▸ **Extrait du texte**:

══════════

Hicham RASSAFI
Université de Valenciennes, Master II Contrats publics
Université Lille 2, Master II Droit public de l’entreprise
Les écoles économiques structurent, aujourd’hui, largement les débats politiques. Elles ont un rôle particulièrement important dans l’analyse du comportement des agents et toute entreprise se doit de prendre en compte certains facteurs économiques. Cette science a réussi à faire de l’homme un modèle économique défini sous le terme « homo economicus ». S’il est certain que les théories micro-économiques se passent rarement de ce concept, bien qu’il ne fasse pas l’objet d’un définition identique ni que ses contours soient toujours les mêmes, les théories macro-économiques se divisent selon un critère simple : le rôle de l’Etat dans l’économie[1].
Ainsi, pour certaines d’entre elles, l’Etat n’a pour fonction, schématiquement, que d’assurer la sécurité des personnes et des biens, alors que pour d’autres, au contraire, l’Etat ne doit pas laisser à la seul « main invisible » d’Adam SMITH la direction des marchés. Selon l’une ou l’autre de ces écoles, l’intervention économique étatique sera donc soit combattue, soit sollicitée. Il n’en reste pas moins, au delà des discussions théoriques, qu’aucun pays au monde n’a jamais délaissé complètement son rôle dans l’économie, quand bien même serait-elle la plus libérale.
L’Etat agit donc dans l’économie, selon différentes formes, au moyen de différents outils, jouant de sa puissance sur différents leviers. Mais la forme par excellence de l’intervention économique de l’Etat, l’idéal-type de son action sur les marchés, et en tout cas, la plus visible, reste bien l’aide d’Etat.

══════════

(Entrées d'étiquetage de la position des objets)
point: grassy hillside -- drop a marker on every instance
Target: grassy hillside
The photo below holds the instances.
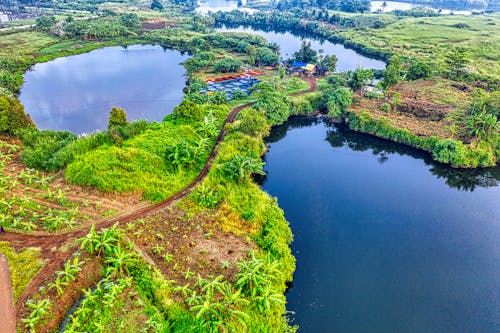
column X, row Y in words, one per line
column 431, row 38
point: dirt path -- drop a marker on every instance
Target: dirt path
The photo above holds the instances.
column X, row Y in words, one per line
column 7, row 311
column 48, row 242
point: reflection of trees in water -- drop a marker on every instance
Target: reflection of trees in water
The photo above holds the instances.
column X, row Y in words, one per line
column 340, row 136
column 279, row 132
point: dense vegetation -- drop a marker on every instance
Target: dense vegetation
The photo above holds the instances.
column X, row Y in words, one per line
column 149, row 274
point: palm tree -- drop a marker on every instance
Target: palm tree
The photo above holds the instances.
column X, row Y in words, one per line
column 120, row 261
column 89, row 241
column 241, row 167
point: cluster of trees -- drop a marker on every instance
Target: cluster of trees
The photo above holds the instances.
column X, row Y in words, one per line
column 227, row 65
column 12, row 116
column 300, row 21
column 351, row 6
column 102, row 27
column 308, row 55
column 53, row 150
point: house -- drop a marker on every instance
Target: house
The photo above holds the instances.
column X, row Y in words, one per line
column 4, row 17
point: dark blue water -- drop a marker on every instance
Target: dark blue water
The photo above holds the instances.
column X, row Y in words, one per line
column 385, row 239
column 77, row 93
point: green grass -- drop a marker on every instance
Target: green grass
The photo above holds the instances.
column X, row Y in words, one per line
column 139, row 164
column 431, row 38
column 23, row 266
column 24, row 43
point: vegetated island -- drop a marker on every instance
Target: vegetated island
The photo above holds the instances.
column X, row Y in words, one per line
column 161, row 224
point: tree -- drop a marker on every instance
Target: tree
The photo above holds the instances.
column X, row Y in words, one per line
column 12, row 116
column 240, row 167
column 130, row 20
column 338, row 100
column 392, row 74
column 180, row 154
column 418, row 70
column 45, row 23
column 120, row 260
column 264, row 56
column 117, row 117
column 189, row 110
column 226, row 65
column 384, row 6
column 456, row 60
column 358, row 78
column 253, row 122
column 282, row 71
column 306, row 53
column 156, row 4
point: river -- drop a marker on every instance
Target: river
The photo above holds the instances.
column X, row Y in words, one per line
column 446, row 8
column 289, row 43
column 76, row 93
column 385, row 239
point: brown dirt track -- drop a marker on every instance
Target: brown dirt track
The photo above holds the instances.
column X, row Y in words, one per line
column 50, row 244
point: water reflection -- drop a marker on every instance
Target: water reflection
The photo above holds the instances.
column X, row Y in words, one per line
column 290, row 42
column 76, row 93
column 339, row 136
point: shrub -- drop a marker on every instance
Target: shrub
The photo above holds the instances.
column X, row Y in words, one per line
column 188, row 110
column 227, row 65
column 12, row 116
column 41, row 148
column 418, row 70
column 117, row 117
column 385, row 107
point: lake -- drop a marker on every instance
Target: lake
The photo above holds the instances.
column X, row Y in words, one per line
column 206, row 6
column 447, row 8
column 289, row 43
column 76, row 93
column 385, row 239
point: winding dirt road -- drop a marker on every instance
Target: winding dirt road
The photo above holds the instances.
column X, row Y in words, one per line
column 7, row 311
column 48, row 242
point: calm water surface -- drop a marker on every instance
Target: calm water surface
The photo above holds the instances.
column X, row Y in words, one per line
column 463, row 8
column 385, row 240
column 76, row 93
column 206, row 6
column 290, row 43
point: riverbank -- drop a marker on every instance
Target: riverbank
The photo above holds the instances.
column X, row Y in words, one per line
column 225, row 230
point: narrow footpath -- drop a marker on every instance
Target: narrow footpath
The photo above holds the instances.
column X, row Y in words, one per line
column 47, row 241
column 7, row 311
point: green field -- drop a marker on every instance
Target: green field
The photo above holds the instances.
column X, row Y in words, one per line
column 430, row 38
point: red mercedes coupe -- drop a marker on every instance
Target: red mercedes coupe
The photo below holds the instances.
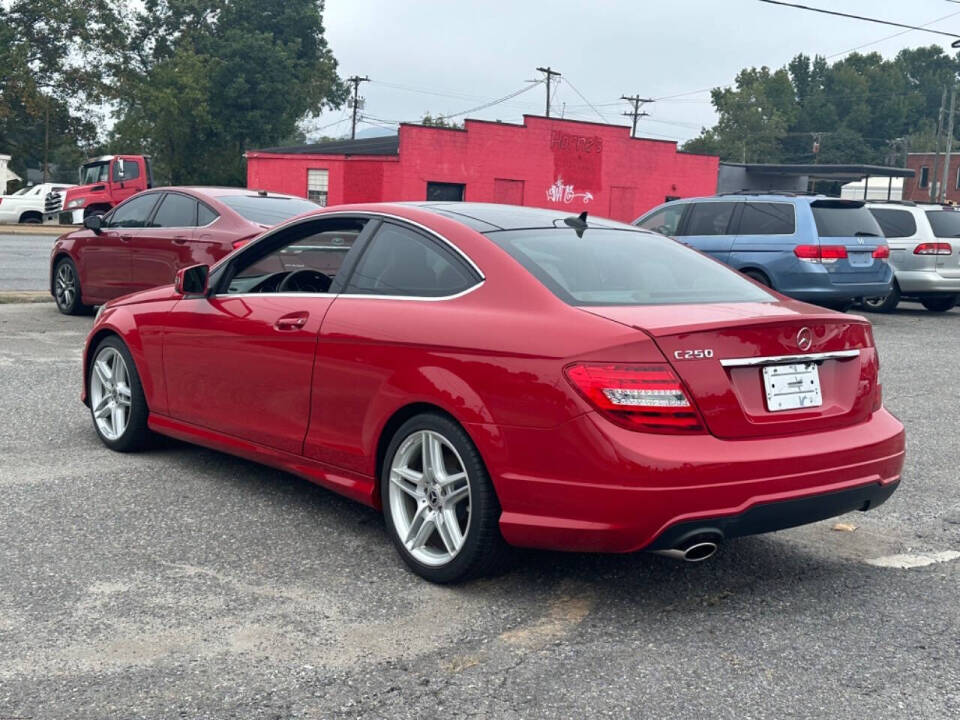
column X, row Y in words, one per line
column 142, row 242
column 493, row 376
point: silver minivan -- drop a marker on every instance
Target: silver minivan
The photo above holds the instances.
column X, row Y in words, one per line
column 924, row 245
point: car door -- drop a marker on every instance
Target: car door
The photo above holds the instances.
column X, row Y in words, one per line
column 240, row 360
column 105, row 257
column 708, row 227
column 165, row 245
column 404, row 284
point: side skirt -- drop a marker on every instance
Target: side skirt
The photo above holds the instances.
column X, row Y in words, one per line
column 356, row 487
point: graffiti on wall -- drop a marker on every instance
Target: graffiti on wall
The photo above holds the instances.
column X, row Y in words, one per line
column 566, row 194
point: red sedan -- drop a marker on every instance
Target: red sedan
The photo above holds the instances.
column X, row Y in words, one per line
column 142, row 242
column 493, row 376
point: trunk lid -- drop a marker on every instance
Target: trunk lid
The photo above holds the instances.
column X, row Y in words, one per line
column 719, row 352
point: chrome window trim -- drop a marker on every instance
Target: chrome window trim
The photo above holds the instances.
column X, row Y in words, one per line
column 777, row 359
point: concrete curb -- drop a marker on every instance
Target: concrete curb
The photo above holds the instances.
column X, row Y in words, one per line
column 25, row 296
column 37, row 229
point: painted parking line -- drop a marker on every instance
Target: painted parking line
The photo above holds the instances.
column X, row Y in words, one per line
column 907, row 561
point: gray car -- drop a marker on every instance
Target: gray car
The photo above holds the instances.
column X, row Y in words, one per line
column 924, row 252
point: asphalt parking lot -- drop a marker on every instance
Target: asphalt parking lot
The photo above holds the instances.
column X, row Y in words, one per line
column 187, row 583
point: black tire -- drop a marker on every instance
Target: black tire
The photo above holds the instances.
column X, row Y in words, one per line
column 69, row 303
column 759, row 277
column 484, row 551
column 136, row 435
column 883, row 304
column 943, row 303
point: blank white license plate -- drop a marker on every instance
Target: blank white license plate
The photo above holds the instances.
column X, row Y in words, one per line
column 789, row 387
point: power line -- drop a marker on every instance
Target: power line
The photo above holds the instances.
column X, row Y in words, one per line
column 592, row 107
column 549, row 72
column 956, row 37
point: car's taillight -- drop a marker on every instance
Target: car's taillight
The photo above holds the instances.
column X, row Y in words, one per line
column 820, row 253
column 933, row 249
column 645, row 397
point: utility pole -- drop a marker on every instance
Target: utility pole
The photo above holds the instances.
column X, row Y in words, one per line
column 932, row 178
column 637, row 103
column 946, row 154
column 355, row 102
column 549, row 72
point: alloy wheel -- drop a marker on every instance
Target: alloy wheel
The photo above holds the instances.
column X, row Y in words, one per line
column 110, row 395
column 65, row 286
column 430, row 497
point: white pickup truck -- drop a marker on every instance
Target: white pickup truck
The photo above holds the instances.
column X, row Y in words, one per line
column 27, row 205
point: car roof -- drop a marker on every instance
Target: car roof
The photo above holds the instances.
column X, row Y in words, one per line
column 491, row 217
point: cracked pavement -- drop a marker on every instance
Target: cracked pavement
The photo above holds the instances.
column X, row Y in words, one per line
column 187, row 583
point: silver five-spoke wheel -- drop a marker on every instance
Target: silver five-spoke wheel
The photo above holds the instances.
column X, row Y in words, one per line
column 110, row 395
column 65, row 285
column 430, row 497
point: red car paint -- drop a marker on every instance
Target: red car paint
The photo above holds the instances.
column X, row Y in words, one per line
column 319, row 400
column 119, row 261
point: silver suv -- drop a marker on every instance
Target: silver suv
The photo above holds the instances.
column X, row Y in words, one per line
column 924, row 252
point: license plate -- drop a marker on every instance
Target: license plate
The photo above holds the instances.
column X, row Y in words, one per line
column 789, row 387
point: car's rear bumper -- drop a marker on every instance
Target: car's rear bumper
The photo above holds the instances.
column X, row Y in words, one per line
column 590, row 485
column 926, row 282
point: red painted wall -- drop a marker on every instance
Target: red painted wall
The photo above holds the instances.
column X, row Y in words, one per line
column 553, row 163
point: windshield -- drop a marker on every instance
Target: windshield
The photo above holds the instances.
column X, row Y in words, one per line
column 94, row 173
column 945, row 223
column 269, row 210
column 837, row 218
column 623, row 267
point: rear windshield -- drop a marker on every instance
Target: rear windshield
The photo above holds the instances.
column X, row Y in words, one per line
column 267, row 210
column 837, row 219
column 945, row 223
column 623, row 267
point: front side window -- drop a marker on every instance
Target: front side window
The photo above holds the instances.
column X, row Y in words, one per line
column 176, row 211
column 767, row 219
column 623, row 267
column 711, row 218
column 267, row 209
column 401, row 261
column 665, row 221
column 134, row 212
column 895, row 223
column 306, row 258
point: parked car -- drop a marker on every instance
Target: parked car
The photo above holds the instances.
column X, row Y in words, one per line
column 924, row 252
column 26, row 205
column 822, row 250
column 411, row 363
column 145, row 240
column 105, row 182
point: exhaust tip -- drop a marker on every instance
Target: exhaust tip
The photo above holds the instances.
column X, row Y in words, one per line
column 699, row 552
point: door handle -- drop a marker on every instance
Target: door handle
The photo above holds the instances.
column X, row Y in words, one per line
column 292, row 321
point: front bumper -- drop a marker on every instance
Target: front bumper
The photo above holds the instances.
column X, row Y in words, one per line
column 926, row 282
column 590, row 485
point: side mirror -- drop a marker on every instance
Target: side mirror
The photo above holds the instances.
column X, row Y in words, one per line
column 192, row 280
column 93, row 222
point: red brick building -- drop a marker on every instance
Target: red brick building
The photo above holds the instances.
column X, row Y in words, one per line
column 917, row 188
column 545, row 162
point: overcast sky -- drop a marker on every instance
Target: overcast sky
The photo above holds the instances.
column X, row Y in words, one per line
column 451, row 55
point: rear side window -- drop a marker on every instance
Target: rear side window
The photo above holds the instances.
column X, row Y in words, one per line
column 401, row 261
column 895, row 223
column 767, row 219
column 623, row 267
column 271, row 210
column 665, row 221
column 945, row 223
column 839, row 218
column 709, row 218
column 176, row 211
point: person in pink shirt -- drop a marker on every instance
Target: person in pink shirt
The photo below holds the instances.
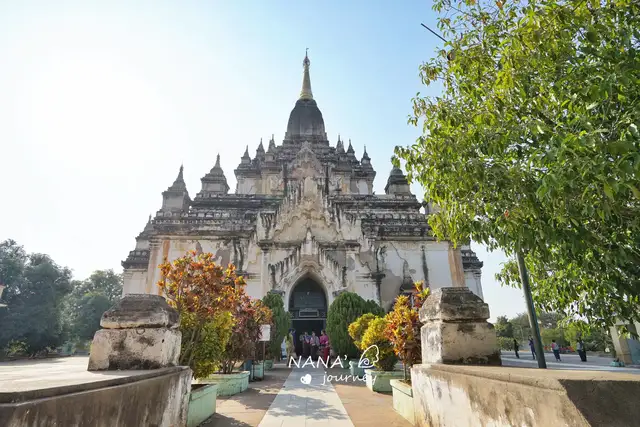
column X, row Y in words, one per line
column 324, row 346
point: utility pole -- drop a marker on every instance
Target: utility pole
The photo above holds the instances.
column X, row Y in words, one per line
column 531, row 311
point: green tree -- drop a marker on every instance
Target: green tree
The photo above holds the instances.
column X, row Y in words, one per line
column 86, row 320
column 534, row 146
column 36, row 288
column 281, row 322
column 344, row 310
column 105, row 282
column 504, row 328
column 82, row 309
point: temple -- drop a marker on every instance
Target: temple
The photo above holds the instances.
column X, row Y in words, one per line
column 304, row 222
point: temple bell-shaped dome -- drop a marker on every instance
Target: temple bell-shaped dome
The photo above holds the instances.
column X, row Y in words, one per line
column 305, row 118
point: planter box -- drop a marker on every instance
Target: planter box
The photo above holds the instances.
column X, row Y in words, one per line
column 403, row 400
column 202, row 404
column 257, row 371
column 228, row 384
column 379, row 381
column 355, row 370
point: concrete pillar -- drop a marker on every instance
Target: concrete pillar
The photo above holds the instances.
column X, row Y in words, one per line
column 455, row 329
column 139, row 332
column 455, row 264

══════════

▸ **Travaux demandés**:
1) Présentez sous forme de liste le paragraphe de l'extrait sur l'intervention de l'Etat dans l'économie qui commence par « Ainsi, pour certaines d'entre elles », en conservant ses faits essentiels.
2) Reproduisez à l'identique le passage de l'extrait sur l'intervention de l'Etat dans l'économie allant de « L’Etat agit donc » jusqu'à « bien l’aide d’Etat. » inclus.

▸ **Corrigés par tâche**:
1)
- Pour certaines écoles, l'Etat a seulement pour fonction d'assurer la sécurité des personnes et des biens.
- Pour d'autres, l'Etat ne doit pas abandonner la direction des marchés à la seule « main invisible » d'Adam SMITH.
- Selon l'école, l'intervention économique de l'Etat est donc soit combattue, soit sollicitée.
- Au-delà de ces débats théoriques, aucun pays n'a jamais complètement délaissé son rôle dans l'économie, même lorsque celle-ci est la plus libérale.

2)
L’Etat agit donc dans l’économie, selon différentes formes, au moyen de différents outils, jouant de sa puissance sur différents leviers. Mais la forme par excellence de l’intervention économique de l’Etat, l’idéal-type de son action sur les marchés, et en tout cas, la plus visible, reste bien l’aide d’Etat.